[Excerpt from a dataset]
- - - - -
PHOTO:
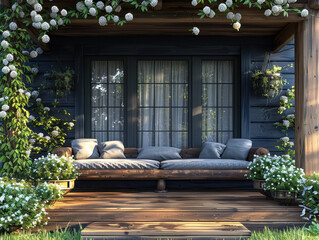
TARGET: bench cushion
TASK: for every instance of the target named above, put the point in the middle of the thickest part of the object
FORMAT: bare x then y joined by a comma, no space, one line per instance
92,164
206,164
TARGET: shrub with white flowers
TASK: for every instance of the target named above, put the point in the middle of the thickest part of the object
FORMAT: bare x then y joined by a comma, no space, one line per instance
283,177
52,167
23,205
261,165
- - - - -
» REQUIRED TASK
Convert the items above into a Markdown table with the columns Row and Line. Give each nonblank line its own numbered row, and omit the pictures.

» WRITTEN SOLUTION
| Row | Line |
|---|---|
| 1 | PHOTO: |
| 2 | TARGET: bench cushion |
| 3 | TASK: for every instance of the target named above, put the point in the middle of the thickest part of the object |
| 4 | FORMAT: bare x then y joined by a comma, no space, one line per instance |
| 5 | 92,164 |
| 6 | 206,164 |
| 7 | TARGET: shrub with white flowers |
| 8 | TASK: for every instance of the target named above, put the point in the middle of the thickest part of the object |
| 9 | FORMAT: bare x then y joined by a comma, no space, one line per instance |
| 10 | 283,177 |
| 11 | 52,167 |
| 12 | 23,205 |
| 13 | 261,165 |